» Elenco dei compiti:
a - Nel testo sulla vita vegetale, sostituisci "cagnolino" con "gattino" nel passo compreso tra "Una delle prime" e "batteri e microorganismi.", estremi inclusi, e riscrivi il passo così modificato.
b - Continua il testo sulla vita vegetale a partire dal punto in cui si interrompe.

Oggi come oggi viviamo in una società che ha conferito ai diritti degli animali un largo spazio, tuttavia ciò è da leggere come un segno di grande disequilibrio poiché in tale processo si oblia i diritti di tutto il mondo vegetale.
La vita vegetale generalmente viene sottovalutata e tante volte ridotta a un puro niente. Mentre da una parte se si nuoce a un gatto si viene paragonati e trattati alla stessa stregua di un assassino, dall’altra si disbosca foreste come se gli alberi fossero oggetti in senzienti, compiendo un genocidio vegetale.
Una delle prime contraddizioni dell’antispecismo, ovvero della filosofia animalista che lotta per i diritti degli animali, è quella di tendere a tutelare solo certi animali, come animali domestici e mammiferi. Tutti si commuovono per un cagnolino, nello stesso tempo inorridiscono per degli insetti, egualmente perfetti nel seno della Natura. Una persona animalista raramente si commuove quando viene ucciso un moscerino ed è del tutto ignara della vita microscopica, come batteri e microorganismi.
Indubbiamente alla radice di simile atteggiamento animalista è l’elemento psicologico che ci porta a difendere e tutelare solo ciò in cui ci riconosciamo. Mediante un processo psichico di identificazione in realtà si difende una proiezione di noi stessi, antropomorfizzando così l’animale. Dubito infatti che il vegano convinto si prenda la briga di studiare zoologia, etologia e scienze naturali, in nome di quella natura che dichiara di amare. Il crescendo dei movimenti animalisti negli ultimi decenni è indubbiamente mosso da un sotteso processo di identificazione verso il mondo animale: in effetti quando gli individui si riconoscono nelle bestie iniziano anche a comportarsi come tali.
La società stessa evolvendosi procede di pari passo con questa identificazione. Negli ultimi secoli abbiamo assistito a delle barbarie incommensurabili sconosciute nei tempi antichi e queste barbarie sono avanzate all’unisono con la crescente sensibilizzazione verso il mondo degli animali e con il riconoscimento del nostro stato “bestiale”.
Parallelamente a questo si è completamente dimenticato quale era l’altissima dignità e nobiltà del mondo vegetale.
Solo da pochi anni alcuni scienziati si sono resi conto che le piante e i vegetali, tutt’altro che essere forme di vita fisse e in senzienti, presentano invece capacità cognitive paragonabili a delle operazioni di calcolo e ragionamento. A Firenze è sorto negli ultimi anni un centro di ricerche, il centro di neuropsicologia vegetale, che ha ampiamente dimostrato come nelle radici degli alberi si sviluppino delle forme di comunicazione paragonabili a quelle del sistema nervoso, sottoponendo perfino delle piante all’elettroencefalogramma e ottenendo risposte che portano a dedurre che il vegetale abbia cognizione di causa. Capaci di riconoscere oggetti e persone, dotati di memoria e con la capacità di comunicarsi i pericoli fra di loro, i vegetali sfatano il luogo comune che la vita intelligente si sia sviluppata solo nell’animale. Malgrado ciò queste ricerche rimangono luogo di nicchia per pochi esperti e il più delle volte ridotte a una curiosità, senza comportare nella società una presa di coscienza sulla vita vegetale e senza, cosa più drammatica, che si sviluppi una legislazione in merito alla loro tutela.

» Voci di indicazione ed etichettatura:

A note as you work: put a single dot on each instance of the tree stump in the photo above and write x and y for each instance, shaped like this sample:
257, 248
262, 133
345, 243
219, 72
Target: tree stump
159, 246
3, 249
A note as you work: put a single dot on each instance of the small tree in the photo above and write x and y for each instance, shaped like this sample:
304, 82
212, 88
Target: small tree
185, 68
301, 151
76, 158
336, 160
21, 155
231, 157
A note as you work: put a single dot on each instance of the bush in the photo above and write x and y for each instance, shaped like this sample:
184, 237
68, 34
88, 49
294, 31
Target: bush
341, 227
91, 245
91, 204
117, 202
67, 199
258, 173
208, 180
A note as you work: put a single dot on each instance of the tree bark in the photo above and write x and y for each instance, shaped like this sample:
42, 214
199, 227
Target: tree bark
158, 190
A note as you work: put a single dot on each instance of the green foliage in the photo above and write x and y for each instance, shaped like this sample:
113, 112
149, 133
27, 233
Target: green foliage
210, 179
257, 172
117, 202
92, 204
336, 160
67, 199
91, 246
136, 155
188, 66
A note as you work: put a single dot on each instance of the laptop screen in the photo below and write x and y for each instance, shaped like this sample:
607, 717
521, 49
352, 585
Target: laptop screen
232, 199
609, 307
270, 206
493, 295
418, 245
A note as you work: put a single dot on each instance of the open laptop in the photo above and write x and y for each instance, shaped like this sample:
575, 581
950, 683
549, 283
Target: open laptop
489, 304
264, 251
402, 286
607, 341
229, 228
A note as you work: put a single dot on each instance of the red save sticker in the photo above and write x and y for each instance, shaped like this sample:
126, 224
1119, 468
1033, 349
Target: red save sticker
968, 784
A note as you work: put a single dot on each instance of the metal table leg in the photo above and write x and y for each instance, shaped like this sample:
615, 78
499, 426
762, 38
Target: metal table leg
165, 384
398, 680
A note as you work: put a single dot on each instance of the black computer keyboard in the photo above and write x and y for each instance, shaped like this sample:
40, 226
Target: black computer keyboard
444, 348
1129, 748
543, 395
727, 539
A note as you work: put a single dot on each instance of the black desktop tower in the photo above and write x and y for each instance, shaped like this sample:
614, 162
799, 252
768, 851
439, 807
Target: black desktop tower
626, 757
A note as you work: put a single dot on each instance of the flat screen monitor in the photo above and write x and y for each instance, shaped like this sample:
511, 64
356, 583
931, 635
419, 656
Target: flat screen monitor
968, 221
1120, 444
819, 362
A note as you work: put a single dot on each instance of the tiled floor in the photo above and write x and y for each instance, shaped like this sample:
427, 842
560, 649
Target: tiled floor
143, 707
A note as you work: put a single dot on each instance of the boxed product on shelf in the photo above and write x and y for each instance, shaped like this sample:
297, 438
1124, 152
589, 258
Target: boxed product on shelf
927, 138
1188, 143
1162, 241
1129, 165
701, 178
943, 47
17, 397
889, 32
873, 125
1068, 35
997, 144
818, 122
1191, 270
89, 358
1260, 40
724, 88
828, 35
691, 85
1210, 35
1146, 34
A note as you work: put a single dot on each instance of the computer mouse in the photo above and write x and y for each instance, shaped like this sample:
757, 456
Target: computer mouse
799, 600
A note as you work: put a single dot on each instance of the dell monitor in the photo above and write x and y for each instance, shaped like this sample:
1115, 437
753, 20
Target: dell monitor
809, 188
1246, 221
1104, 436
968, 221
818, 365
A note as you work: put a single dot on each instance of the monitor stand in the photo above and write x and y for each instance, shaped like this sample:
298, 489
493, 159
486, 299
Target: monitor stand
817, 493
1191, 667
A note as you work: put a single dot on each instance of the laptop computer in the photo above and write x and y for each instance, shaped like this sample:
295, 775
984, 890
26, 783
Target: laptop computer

» Soluzioni degli esercizi:
a -
Una delle prime contraddizioni dell’antispecismo, ovvero della filosofia animalista che lotta per i diritti degli animali, è quella di tendere a tutelare solo certi animali, come animali domestici e mammiferi. Tutti si commuovono per un gattino, nello stesso tempo inorridiscono per degli insetti, egualmente perfetti nel seno della Natura. Una persona animalista raramente si commuove quando viene ucciso un moscerino ed è del tutto ignara della vita microscopica, come batteri e microorganismi.

b -
La legge altresì e gli ordinamenti giuridici dovrebbero conferire alle piante il diritto a non essere torturate o uccise gratuitamente. Perché se uno picchia un cane va in galera mentre persone col solo intento di divertirsi incidono col coltello i loro nomi sugli alberi? Non è questa una tortura impunita dalla legge? Perché abbattere boschi e foreste per il buon decoro di una città o per le esigenze di mercato che vogliono legname? I tronchi sono corpi vivi, come si può con tanta leggerezza estirparli dal terreno e farli a pezzi? Una legislazione dovrebbe nascere per i diritti dei vegetali e tutte le amministrazioni intervenire al proposito.
Cosa ben diversa era nel mondo antico. Il vegetale come essere nobile e come entità vicina alle facoltà più alte dell’uomo era già stato riconosciuto dalle Mitologie greche, indiane e nordiche.
I Miti greci ad esempio da sempre hanno riconosciuto al mondo vegetale una vicinanza con le componenti psichiche più alte dell’uomo. Gli Dei Olimpici avevano degli alberi sacri: la quercia era l’albero di Zeus, l’olivo era sacro ad Atena, Dea della saggezza. Molte volte le piante, come il salice l’alloro, il mirto, erano legate all’ispirazione poetica, al contatto con il divino, a una conoscenza più ampia.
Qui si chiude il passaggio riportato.